— begin Materials provided —
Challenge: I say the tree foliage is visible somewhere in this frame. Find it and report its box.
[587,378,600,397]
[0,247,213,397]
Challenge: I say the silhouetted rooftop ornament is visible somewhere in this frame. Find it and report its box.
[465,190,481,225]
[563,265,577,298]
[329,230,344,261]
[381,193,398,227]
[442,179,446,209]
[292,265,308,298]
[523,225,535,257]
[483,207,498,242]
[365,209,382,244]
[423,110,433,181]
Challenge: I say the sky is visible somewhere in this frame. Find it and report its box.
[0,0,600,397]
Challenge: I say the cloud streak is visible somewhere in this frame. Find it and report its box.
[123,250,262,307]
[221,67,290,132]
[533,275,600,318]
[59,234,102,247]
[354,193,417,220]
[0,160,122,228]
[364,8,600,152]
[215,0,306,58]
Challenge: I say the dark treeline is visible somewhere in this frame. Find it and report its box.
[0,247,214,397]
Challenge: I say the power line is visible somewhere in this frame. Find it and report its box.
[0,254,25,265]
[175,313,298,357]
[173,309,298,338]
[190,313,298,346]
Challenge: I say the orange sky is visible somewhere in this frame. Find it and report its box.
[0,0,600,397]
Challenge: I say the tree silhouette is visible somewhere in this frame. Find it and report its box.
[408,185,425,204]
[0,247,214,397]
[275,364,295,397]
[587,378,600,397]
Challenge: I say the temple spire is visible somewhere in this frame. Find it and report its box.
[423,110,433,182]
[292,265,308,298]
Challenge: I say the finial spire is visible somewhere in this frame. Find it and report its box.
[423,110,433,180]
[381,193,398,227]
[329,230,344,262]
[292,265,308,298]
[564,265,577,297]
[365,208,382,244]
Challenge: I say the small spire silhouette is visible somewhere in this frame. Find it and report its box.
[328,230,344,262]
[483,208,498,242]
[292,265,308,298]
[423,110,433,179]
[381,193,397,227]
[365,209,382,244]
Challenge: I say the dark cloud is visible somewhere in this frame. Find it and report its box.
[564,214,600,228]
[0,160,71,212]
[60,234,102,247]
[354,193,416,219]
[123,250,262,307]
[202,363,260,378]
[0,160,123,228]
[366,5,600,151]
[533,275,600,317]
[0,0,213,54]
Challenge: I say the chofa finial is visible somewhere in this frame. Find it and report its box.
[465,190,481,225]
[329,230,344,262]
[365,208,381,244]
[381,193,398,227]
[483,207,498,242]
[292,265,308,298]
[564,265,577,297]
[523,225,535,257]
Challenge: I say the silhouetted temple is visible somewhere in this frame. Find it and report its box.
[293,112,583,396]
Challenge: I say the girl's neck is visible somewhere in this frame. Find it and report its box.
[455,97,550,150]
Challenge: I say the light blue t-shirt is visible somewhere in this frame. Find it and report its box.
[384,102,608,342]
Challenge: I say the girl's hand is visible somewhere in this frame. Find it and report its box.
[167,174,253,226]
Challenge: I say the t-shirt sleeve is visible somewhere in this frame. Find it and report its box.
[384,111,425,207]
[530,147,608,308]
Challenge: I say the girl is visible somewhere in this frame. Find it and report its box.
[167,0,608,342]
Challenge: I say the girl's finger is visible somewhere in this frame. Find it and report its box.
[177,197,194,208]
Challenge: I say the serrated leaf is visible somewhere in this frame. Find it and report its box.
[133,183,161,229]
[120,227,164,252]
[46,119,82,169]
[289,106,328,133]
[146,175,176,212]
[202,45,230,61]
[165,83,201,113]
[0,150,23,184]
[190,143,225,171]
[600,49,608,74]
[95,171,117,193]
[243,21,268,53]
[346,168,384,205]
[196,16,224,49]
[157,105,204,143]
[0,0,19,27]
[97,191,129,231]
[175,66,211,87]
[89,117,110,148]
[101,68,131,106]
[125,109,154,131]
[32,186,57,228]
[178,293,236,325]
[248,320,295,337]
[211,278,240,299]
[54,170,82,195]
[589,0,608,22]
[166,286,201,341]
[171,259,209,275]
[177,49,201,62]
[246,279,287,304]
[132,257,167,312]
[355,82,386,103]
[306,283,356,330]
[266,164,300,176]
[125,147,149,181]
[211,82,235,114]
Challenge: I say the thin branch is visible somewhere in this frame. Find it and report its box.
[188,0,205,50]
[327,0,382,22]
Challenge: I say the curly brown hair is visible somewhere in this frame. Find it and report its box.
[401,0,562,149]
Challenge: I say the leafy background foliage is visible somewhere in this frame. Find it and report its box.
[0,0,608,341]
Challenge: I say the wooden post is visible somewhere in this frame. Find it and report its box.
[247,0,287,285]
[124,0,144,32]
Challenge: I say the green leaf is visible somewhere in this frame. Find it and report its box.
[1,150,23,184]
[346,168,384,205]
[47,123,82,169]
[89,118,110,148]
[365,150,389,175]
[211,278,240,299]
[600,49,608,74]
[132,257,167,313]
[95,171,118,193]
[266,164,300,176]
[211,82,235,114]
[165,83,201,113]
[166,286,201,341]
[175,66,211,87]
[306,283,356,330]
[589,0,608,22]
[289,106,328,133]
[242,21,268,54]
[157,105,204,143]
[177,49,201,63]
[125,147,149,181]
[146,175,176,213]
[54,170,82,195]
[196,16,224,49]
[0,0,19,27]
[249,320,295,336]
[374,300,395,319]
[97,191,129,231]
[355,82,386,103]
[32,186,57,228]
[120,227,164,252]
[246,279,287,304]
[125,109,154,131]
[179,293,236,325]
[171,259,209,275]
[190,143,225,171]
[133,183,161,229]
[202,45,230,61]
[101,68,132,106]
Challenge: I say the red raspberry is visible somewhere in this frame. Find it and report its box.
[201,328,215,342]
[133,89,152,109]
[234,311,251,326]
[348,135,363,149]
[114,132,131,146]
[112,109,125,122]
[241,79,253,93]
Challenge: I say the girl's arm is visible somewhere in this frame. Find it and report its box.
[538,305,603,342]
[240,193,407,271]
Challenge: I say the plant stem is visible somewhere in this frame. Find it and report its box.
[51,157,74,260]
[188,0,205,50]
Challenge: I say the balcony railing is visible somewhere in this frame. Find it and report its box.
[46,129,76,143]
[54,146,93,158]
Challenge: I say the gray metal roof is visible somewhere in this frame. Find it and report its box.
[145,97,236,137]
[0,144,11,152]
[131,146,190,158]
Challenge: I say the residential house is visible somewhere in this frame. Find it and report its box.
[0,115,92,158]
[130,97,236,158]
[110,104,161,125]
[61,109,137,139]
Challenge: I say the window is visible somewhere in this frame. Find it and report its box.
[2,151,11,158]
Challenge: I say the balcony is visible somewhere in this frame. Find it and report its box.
— end Materials provided —
▶ _Work to be completed_: Reproduce the entire listing above verbatim, line for line, with no changes.

▶ _The output_:
Challenge: I say the tree foliage is visible somewhere in this frame. Find it and report its box.
[587,378,600,397]
[0,247,213,397]
Challenge: I say the silhouetted rooftop ornament is visible somewhere in this frame. Find it and report its box.
[465,190,481,225]
[563,265,577,298]
[329,230,344,261]
[381,193,398,227]
[442,179,446,209]
[292,265,308,298]
[523,225,535,257]
[483,207,498,242]
[365,209,382,244]
[423,110,433,181]
Challenge: I say the sky is visible somewhere in this frame. Find it and report its box.
[0,0,600,397]
Challenge: I say the cloud streak is visible somewhere in this frame. Find it and report its box.
[123,250,262,307]
[221,67,290,132]
[533,275,600,318]
[59,234,102,247]
[354,193,417,220]
[0,160,122,228]
[364,8,600,152]
[215,0,306,58]
Challenge: I say the dark treeline is visible somewhere in this frame. Find it and report its box.
[0,247,214,397]
Challenge: I say the power line is visible somewhere in this frame. Find it and report its box.
[0,254,25,265]
[175,313,298,357]
[173,309,298,338]
[190,313,298,346]
Challenge: I say the orange sky is visible somewhere in this frame. Find it and report its box.
[0,0,600,397]
Challenge: I say the tree silhouette is visible somewhere in this frame. Find it and report its box.
[408,185,425,204]
[0,247,214,397]
[275,364,295,397]
[587,378,600,397]
Challenge: I say the temple spire is visible somewhere in this frame. Find it and report its box.
[423,110,433,182]
[292,265,308,298]
Challenge: I say the finial spire is visible somewhere in this frame. Find it and report its box.
[423,110,433,180]
[381,193,398,227]
[329,230,344,262]
[292,265,308,298]
[564,265,577,297]
[365,208,382,244]
Challenge: I say the small spire silhouette is visible somewhere in this frame. Find it and report its box.
[328,230,344,262]
[483,208,498,242]
[292,265,308,298]
[423,110,433,179]
[381,193,397,227]
[365,209,382,244]
Challenge: I say the dark cloud is visible somewhere in this frame. Find it and report its box.
[564,214,600,228]
[0,160,71,212]
[60,234,102,247]
[354,193,416,219]
[123,250,262,307]
[202,363,260,378]
[0,160,123,228]
[366,5,600,151]
[533,275,600,317]
[0,0,213,54]
Challenge: I say the chofa finial is visible somewhere in this frame. Find it and report its box.
[465,190,481,225]
[329,230,344,262]
[365,208,381,244]
[381,193,398,227]
[483,207,498,242]
[292,265,308,298]
[564,265,577,297]
[523,225,535,257]
Challenge: I say the silhouetted temple is visible somewhere in this frame. Find it and report its box.
[293,112,583,396]
Challenge: I say the girl's neck is visible somewhere in this frame. Find it and report its box.
[455,97,550,150]
Challenge: I say the light blue t-shirt is visible somewhere in this frame. Find it and report its box.
[384,102,608,342]
Challenge: I say the girl's hand is visible somewhere in this frame. Find it and report its box.
[167,174,253,226]
Challenge: I say the t-shirt sleeve is visible somewhere in this frame. Find it and report its box.
[384,111,425,207]
[530,147,608,308]
Challenge: I say the girl is visible somewhere in this frame. Find it and report its box.
[167,0,608,342]
Challenge: I say the girl's finger is visible somewhere in this frame. Find it and report its box.
[177,197,194,208]
Challenge: I say the serrated leaf is visible somewhere in this frame. Find it and report its box.
[133,183,161,229]
[120,227,164,252]
[46,119,82,169]
[289,106,328,133]
[146,175,176,212]
[202,45,230,61]
[165,83,201,113]
[0,150,23,184]
[190,143,225,171]
[600,49,608,74]
[95,171,117,193]
[243,21,268,53]
[346,168,384,205]
[196,16,224,49]
[157,105,204,143]
[0,0,19,27]
[97,191,129,231]
[175,66,211,87]
[89,117,110,148]
[101,68,131,106]
[125,109,154,131]
[32,186,57,228]
[178,293,236,325]
[248,320,295,337]
[211,278,240,299]
[54,170,82,195]
[589,0,608,22]
[166,286,201,341]
[171,259,209,275]
[177,49,201,62]
[246,279,287,304]
[132,257,167,312]
[355,82,386,103]
[306,283,356,330]
[266,164,300,176]
[125,147,149,181]
[211,82,235,114]
Challenge: I say the thin branch is visible somewhere in this frame. Find it and report its box.
[188,0,205,50]
[327,0,382,22]
Challenge: I say the curly brown hair is visible somewhere in this frame. Find it and report its box.
[401,0,562,149]
Challenge: I say the leafy background foliage is visible somewhere in this frame. Find it and report its box.
[0,0,608,341]
Challenge: I say the wooden post is visible somewhere in this frame. Find it and report its box.
[247,0,287,285]
[124,0,144,32]
Challenge: I say the green leaf is visible somewhere in this frame. Find it and report its box.
[1,150,23,184]
[346,168,384,205]
[47,123,82,169]
[89,118,110,148]
[365,150,389,175]
[211,278,240,299]
[600,49,608,74]
[132,257,167,313]
[95,171,118,193]
[266,164,300,176]
[211,82,235,114]
[165,83,201,113]
[166,286,201,341]
[175,66,211,87]
[306,283,356,330]
[589,0,608,22]
[289,106,328,133]
[242,21,268,54]
[157,105,204,143]
[177,49,201,63]
[125,147,149,181]
[146,175,176,213]
[54,170,82,195]
[196,16,224,49]
[0,0,19,27]
[249,320,295,336]
[374,300,395,319]
[97,191,129,231]
[355,82,386,103]
[32,186,57,228]
[120,227,164,252]
[246,279,287,304]
[125,109,154,131]
[179,293,236,325]
[171,259,209,275]
[190,143,225,171]
[133,183,161,229]
[202,45,230,61]
[101,68,132,106]
Challenge: I say the red raspberry is visible somewhere in this frame. Find it and report its box.
[201,328,215,342]
[133,89,152,109]
[234,311,251,326]
[348,135,363,149]
[114,132,131,146]
[112,109,125,122]
[241,79,253,93]
Challenge: I say the girl's arm is visible somewhere in this frame. Find it and report its box.
[538,305,603,342]
[240,193,407,271]
Challenge: I say the plant stem is visible somewhere in this frame. Find it and report its box.
[51,157,74,260]
[188,0,205,50]
Challenge: I say the balcony railing is visible somewhere in this frame. Find it and report its box.
[46,129,76,143]
[54,146,93,158]
Challenge: I say the gray metal roof is visible somewhere in this frame. Find it and report its box.
[145,97,236,137]
[0,144,11,152]
[131,146,190,158]
Challenge: I say the residential house is visible somewhere in this frame. Find it and report its box.
[0,115,92,158]
[130,97,236,158]
[110,104,161,125]
[61,109,137,139]
Challenge: I say the window is visible somewhere in this frame. Find it and report its box.
[2,151,11,158]
Challenge: I say the balcony is visible somewhere in this frame. Find it and report its box.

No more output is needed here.